**DIRECTIONS FOR THIS TASK**: Would you print every entry below exactly as written, omitting the images?

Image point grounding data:
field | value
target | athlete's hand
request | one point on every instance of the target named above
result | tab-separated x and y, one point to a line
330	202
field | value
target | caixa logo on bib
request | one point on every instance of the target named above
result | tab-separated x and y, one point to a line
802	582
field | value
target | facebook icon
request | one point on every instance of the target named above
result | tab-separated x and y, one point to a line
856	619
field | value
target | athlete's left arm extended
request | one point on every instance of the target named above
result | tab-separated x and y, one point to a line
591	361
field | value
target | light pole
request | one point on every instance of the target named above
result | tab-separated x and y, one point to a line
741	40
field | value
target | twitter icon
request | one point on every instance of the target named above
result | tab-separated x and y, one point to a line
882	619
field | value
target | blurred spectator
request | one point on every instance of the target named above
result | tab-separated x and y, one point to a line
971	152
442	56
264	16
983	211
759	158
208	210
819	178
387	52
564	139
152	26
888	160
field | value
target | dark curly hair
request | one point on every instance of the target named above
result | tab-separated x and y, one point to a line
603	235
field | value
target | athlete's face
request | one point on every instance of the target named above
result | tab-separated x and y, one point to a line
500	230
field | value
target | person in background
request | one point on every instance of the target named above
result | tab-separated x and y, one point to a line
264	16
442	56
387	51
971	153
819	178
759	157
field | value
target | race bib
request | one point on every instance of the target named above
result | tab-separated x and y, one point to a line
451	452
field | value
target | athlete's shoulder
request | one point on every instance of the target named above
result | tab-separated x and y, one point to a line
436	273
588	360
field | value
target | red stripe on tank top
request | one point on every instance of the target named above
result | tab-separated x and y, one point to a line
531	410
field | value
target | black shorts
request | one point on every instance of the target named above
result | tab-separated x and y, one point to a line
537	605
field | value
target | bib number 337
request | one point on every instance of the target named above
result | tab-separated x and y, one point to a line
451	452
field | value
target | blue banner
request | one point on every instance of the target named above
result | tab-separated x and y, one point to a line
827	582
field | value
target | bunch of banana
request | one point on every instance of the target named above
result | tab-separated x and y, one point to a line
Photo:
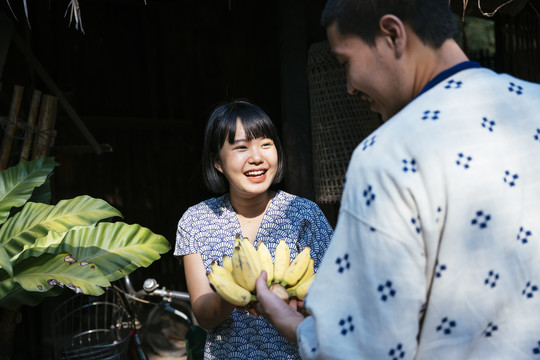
235	279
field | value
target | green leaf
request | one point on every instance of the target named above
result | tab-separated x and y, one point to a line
62	270
116	248
36	220
12	295
18	182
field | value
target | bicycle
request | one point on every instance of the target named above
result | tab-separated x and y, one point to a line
123	323
161	325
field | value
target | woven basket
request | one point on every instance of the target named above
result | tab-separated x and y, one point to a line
339	122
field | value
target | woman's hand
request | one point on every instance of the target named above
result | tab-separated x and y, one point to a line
284	317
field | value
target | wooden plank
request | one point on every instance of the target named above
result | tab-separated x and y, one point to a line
42	73
6	29
10	126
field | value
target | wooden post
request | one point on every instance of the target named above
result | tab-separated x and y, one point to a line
46	126
31	124
10	126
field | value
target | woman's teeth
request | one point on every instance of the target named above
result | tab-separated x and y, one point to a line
255	173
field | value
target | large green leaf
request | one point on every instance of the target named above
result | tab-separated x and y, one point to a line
18	182
36	220
116	248
12	295
43	273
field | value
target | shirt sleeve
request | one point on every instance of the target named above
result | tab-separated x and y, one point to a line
185	240
317	234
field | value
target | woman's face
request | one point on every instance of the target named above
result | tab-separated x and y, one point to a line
249	166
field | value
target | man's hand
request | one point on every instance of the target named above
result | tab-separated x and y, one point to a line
285	317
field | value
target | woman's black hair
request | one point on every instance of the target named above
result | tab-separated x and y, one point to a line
221	127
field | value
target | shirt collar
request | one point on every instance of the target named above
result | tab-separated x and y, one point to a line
449	72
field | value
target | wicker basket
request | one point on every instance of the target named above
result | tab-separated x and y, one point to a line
89	327
339	122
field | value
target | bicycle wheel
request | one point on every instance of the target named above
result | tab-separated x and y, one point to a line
165	332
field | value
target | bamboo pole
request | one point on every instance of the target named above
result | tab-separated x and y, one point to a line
10	126
31	124
45	128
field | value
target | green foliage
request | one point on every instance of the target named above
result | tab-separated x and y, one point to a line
45	248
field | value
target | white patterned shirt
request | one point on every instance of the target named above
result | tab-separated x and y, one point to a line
436	253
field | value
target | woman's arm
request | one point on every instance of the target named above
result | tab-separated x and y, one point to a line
209	308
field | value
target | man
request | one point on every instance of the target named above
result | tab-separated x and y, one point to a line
436	253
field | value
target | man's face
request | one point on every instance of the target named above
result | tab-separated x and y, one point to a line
371	71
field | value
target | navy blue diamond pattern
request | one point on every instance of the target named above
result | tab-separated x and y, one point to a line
439	270
446	326
529	290
369	195
488	124
490	329
438	212
397	352
431	115
343	263
510	178
523	235
368	142
346	325
417	224
409	165
386	290
491	280
515	88
453	84
481	219
463	160
536	350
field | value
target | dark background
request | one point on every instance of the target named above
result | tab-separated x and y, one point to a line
144	79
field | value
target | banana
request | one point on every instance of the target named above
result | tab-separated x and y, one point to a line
300	290
282	259
227	263
254	257
297	268
221	270
229	290
245	269
266	262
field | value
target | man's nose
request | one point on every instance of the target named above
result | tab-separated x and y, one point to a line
351	90
255	155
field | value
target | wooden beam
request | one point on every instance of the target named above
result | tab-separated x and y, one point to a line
42	73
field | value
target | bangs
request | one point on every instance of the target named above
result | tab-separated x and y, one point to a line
255	124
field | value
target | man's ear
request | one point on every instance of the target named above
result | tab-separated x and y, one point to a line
394	30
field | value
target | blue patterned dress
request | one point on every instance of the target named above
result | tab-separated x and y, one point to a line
210	227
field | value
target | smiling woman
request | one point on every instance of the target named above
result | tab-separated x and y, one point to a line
243	163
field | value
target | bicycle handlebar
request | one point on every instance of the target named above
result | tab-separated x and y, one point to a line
170	294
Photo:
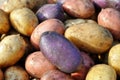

**TASK ANSWER**:
field | value
target | athlete's hand
request | one point on every instance of the target named above
result | tab-separated x and y, one point to a line
330	202
field | value
target | caixa logo on bib
request | one point on every instance of the target named above
result | tab-separated x and y, one point to a line
802	582
field | value
target | facebook icon
request | one point on every instance of the target named above
result | tab-separated x and y, one point to a line
856	619
field | value
target | athlete's left arm extended
request | one point on every instance of the target named above
result | tab-separated x and y, one point to a line
591	361
field | value
target | light pole
request | one point on every instance of the target named above
result | tab-separated x and y, one point to a line
741	40
field | value
target | twitter icon
request | one point on every instance of the target named above
result | tab-separated x and y, one point to a line
882	619
field | value
target | blurred spectator
request | one point on every instance of the target named above
result | tab-separated x and y, one point to a line
971	152
442	56
264	16
983	211
759	158
208	210
819	178
387	52
564	139
152	26
888	160
field | value
target | dark curly hair
request | one point on every instance of the target named above
result | tab-separated x and y, one point to a line
603	235
field | value
target | athlete's face
request | one point on every instance of the target named above
result | tab-separated x and y, one point to a line
500	230
field | value
target | person in background
request | one point on every instance of the target named above
result | tab-separated x and y, one point to a line
264	16
442	56
387	51
971	153
819	178
759	157
field | value
target | race bib
request | one point on every instance of the target named above
result | tab-separated x and y, one point to a line
451	452
field | value
target | athlete's shoulder
request | one point on every instance of the target named above
result | tab-separated x and y, one point to a line
436	273
588	360
field | value
target | red stripe on tank top
request | one point on every instance of the target named above
result | tab-separated x and y, one point to a line
531	410
field | value
target | black shorts
request | one point on every instance of the target named above
result | tab-separated x and y, one point to a line
537	605
field | value
target | bib number 337
request | one point on every instance of the target named above
result | tab-separated x and y, one point to a line
451	452
field | value
target | blue banner
request | one point on every instance of the target named above
result | tab-separated x and y, one point to a line
827	582
field | value
target | bunch of banana
request | one point on every instance of the target named above
result | tab-separated x and y, one point to a line
Photo:
235	279
field | value
target | green leaf
request | one point on every instance of the target named above
result | tab-separated x and y, one point to a line
62	270
116	248
36	220
12	295
18	182
field | value
target | bicycle
request | one point on every instance of the target named above
result | tab-separated x and y, one point to a line
123	323
161	325
field | value
target | woven basket
request | one point on every instance of the target named above
result | tab-separated x and y, one point to a line
339	122
field | value
target | woman's hand
request | one point on every instance of the target named above
result | tab-separated x and y, one point to a line
284	317
field | value
target | wooden plank
request | one point on every instance of the target named above
result | tab-separated x and y, one point to a line
42	73
6	29
10	126
field | value
target | wooden post
request | one point on every instance of the target named above
result | tab-separated x and y, one point to a line
46	126
31	124
10	126
field | value
target | woman's teeth
request | one point on every instance of the target named above
result | tab-separated x and y, one point to a line
255	173
field | value
target | large green leaf
request | one point on every instance of the target named above
result | tab-separated x and y, one point to a line
18	182
36	220
116	248
12	295
43	273
field | value
target | shirt sleeve
request | one point on every instance of the target named above
result | tab-separated x and y, one point to a line
185	240
317	234
field | value
target | woman's face
request | one point on every instance of the target named above
result | tab-separated x and y, one point to a line
249	166
field | value
target | man's hand
request | one point on every instance of the target named above
result | tab-separated x and y, one point to a line
285	317
field | value
target | woman's black hair
request | one point on every instance of the target named above
result | tab-separated x and y, one point to a line
221	127
field | value
target | shirt collar
request | one point on every instance of the target named above
result | tab-separated x and y, one point to a line
449	72
field | value
target | wicker basket
request | one point on every instance of the target named above
result | tab-separated x and y, one point to a line
89	327
339	122
field | value
target | bicycle wheel
request | one point on every instance of the target named above
result | tab-separated x and y, one point to a line
165	332
field | value
target | bamboo pole
request | one point on every instance of the target named above
result | tab-separated x and y, one point to a line
10	126
31	124
45	128
field | value
target | green foliage
request | one point on every instance of the target named above
result | tab-separated x and y, one point to a line
45	248
field | value
target | white patterned shirt
request | one point on every instance of the target named above
result | tab-separated x and y, one point to a line
436	253
field | value
target | woman's arm
request | one point on every instance of the target named above
result | tab-separated x and y, one point to a line
209	308
field | value
target | man
request | one point on every instance of the target named above
result | tab-separated x and y, one point to a line
436	253
field | value
target | man's face
request | one point on every instance of the target named above
result | tab-separated x and y, one point to a line
371	71
field | value
target | navy blue diamond pattern
request | one point on every instance of the target named above
result | tab-separated x and y, one point to a line
439	270
446	326
529	290
369	195
488	124
490	329
438	212
397	352
431	115
343	263
510	178
523	235
368	142
346	325
417	224
409	165
386	290
491	280
515	88
453	84
481	219
463	160
536	350
field | value
target | dark background
request | one point on every instance of the target named above
result | tab-separated x and y, one point to a line
144	79
field | value
target | banana
request | one point on every instance of the target named above
result | tab-separated x and y, one point to a line
300	290
282	259
227	263
254	257
297	268
221	270
229	290
245	269
266	262
field | value
target | man's nose
request | one point on every instance of the target named above
result | tab-separated x and y, one point to a line
351	90
255	155
field | value
target | wooden beam
request | one point on every instance of the target named above
result | tab-separated x and y, one point to a line
42	73
field | value
target | bangs
request | one point on every instance of the target named above
result | tab-separated x and y, one point to a line
255	124
field | value
target | man's ear
request | one point on every instance of the target named above
result | tab-separated x and y, one point to a line
394	30
field | value
target | blue patterned dress
request | one point on every instance of the target named above
result | tab-separated x and y, one point to a line
210	227
field | value
target | smiling woman
request | one point on every instance of the target named above
result | tab-separated x and y, one point to a line
243	163
field | value
target | bicycle handlebar
request | one point on every instance of the target named above
result | tab-separated x and y, one point to a line
170	294
Photo:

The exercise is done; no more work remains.